___ Data in this exercise ___
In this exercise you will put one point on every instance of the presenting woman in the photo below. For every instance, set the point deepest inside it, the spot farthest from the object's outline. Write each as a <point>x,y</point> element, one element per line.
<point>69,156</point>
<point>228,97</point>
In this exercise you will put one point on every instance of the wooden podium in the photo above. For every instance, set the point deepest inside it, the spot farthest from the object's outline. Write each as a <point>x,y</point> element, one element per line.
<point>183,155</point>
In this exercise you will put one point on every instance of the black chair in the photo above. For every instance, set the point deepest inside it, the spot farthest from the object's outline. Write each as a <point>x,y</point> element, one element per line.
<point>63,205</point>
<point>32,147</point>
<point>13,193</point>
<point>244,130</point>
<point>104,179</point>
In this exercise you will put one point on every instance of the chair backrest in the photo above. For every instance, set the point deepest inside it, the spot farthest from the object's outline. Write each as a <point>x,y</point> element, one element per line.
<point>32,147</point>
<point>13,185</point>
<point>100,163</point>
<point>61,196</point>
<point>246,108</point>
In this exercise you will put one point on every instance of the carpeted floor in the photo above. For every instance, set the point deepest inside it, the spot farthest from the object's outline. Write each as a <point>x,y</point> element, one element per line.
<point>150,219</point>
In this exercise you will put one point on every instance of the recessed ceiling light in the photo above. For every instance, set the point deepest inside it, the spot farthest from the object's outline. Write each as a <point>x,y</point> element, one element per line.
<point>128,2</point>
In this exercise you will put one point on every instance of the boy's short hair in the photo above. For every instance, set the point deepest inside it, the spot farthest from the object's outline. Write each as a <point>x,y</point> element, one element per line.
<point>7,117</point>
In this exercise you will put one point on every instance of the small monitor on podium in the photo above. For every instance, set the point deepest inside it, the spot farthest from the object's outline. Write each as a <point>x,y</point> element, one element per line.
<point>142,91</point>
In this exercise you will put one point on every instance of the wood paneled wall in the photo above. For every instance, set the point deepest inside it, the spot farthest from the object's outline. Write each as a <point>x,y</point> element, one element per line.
___
## Brief
Could you reproduce every record above exactly as it appears?

## Solution to this task
In this exercise you will put one point on every instance of the presenting woman in the photo below. For every instance, set the point deepest inside it, the spot farthest from the object's outline. Write each as a <point>x,y</point> element, one element per line.
<point>69,156</point>
<point>228,97</point>
In this exercise you will put one point on every instance of the wooden podium in the photo above. For every instance, set the point deepest inside it, the spot farthest from the object's outline. Write each as a <point>x,y</point> element, one element per line.
<point>183,155</point>
In this exercise you will put one point on every instance of the black chair in the photo above. For every instance, set the point deepest inside it, the spot farthest from the object's outline. Write each as a <point>x,y</point> element, one element per line.
<point>63,205</point>
<point>32,147</point>
<point>13,193</point>
<point>244,130</point>
<point>104,179</point>
In this exercise you will put one point on every instance of the chair backrest in the photo above. For every instance, set the point deepest inside it, the spot farthest from the object's outline. Write each as a <point>x,y</point> element, one element per line.
<point>32,147</point>
<point>13,185</point>
<point>100,163</point>
<point>61,196</point>
<point>246,108</point>
In this exercise you will put one point on every instance of the carpeted floor in the photo above. For every instance, set the point deepest inside it, the spot farthest from the object's outline. Write each as a <point>x,y</point> element, one element per line.
<point>150,219</point>
In this exercise you will put one point on every instance of the recessed ceiling light in the photo above. For every instance, set the point deepest inside it, the spot farthest from the object's outline. Write each as a <point>x,y</point> element, one element per line.
<point>128,2</point>
In this exercise you will put one point on every instance of the boy's short hair in the photo above. For every instance, set the point deepest inside it, the spot farthest from the object's outline. Write each as a <point>x,y</point> element, one element per line.
<point>7,117</point>
In this exercise you will put one point on every instance of the small monitor on podium in the photo above. For every instance, set the point deepest inside it, the spot farthest from the object's outline. Write each as a <point>x,y</point> element, one element per line.
<point>142,91</point>
In this exercise you will put one point on every instance of the wood paneled wall in the photo above. For every instance, set the point deepest inside it, the spot farthest from the object's outline. Write each as a <point>x,y</point> element, one element per line.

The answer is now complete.